▸ 任务说明: 从下列条目中挑出所有包含字符串“fallen”的行，并将这些行逐一照录。

▸ 数据展示:
------
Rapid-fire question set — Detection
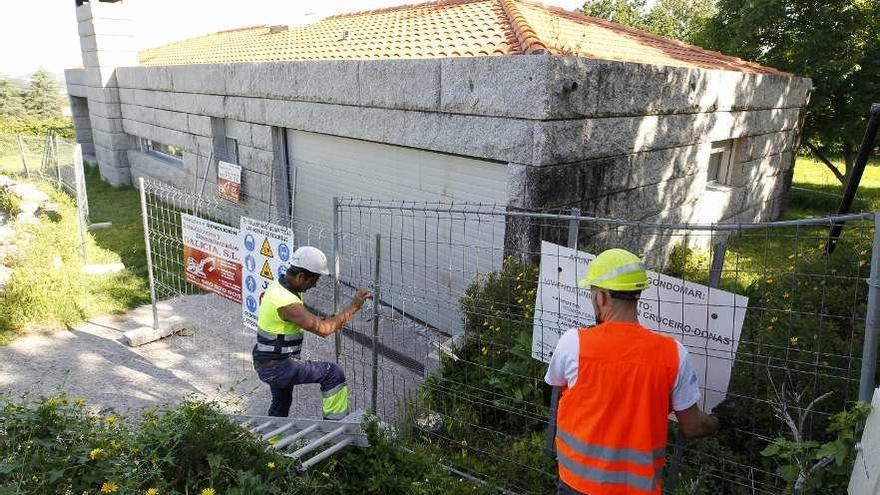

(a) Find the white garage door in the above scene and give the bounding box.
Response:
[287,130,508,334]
------
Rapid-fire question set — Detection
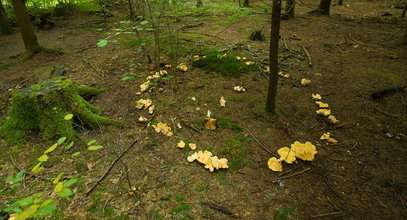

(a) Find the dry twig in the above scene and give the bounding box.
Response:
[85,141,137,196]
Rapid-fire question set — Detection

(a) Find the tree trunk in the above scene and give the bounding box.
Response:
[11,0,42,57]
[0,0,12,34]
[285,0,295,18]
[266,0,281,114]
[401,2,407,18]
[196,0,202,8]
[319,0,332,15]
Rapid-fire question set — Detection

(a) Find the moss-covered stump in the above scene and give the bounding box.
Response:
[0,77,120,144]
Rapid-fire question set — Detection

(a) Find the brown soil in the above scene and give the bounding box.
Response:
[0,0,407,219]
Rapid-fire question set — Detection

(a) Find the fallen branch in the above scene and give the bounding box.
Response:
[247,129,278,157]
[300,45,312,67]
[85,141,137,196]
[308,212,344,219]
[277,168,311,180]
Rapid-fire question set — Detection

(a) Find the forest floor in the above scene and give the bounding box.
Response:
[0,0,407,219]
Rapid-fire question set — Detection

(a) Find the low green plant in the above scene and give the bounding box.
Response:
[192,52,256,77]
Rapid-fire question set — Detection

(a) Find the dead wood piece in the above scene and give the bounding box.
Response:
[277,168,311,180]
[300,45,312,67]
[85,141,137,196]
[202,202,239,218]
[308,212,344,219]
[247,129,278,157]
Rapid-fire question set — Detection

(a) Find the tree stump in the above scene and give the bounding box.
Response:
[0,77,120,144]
------
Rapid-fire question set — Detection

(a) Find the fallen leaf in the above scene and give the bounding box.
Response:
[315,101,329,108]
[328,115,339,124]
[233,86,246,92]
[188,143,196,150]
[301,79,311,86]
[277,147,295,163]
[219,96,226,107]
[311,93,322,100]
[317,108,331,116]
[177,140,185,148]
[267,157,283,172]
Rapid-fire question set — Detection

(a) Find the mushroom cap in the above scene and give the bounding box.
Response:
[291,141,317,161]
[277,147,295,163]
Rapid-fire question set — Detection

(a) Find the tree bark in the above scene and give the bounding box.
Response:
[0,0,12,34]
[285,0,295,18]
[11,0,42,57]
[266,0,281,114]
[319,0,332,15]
------
▸ 任务答案:
(a) Find the fallen branch in the above scene and give the bounding box.
(a) Find the fallen leaf in the above scene and give the bounding box.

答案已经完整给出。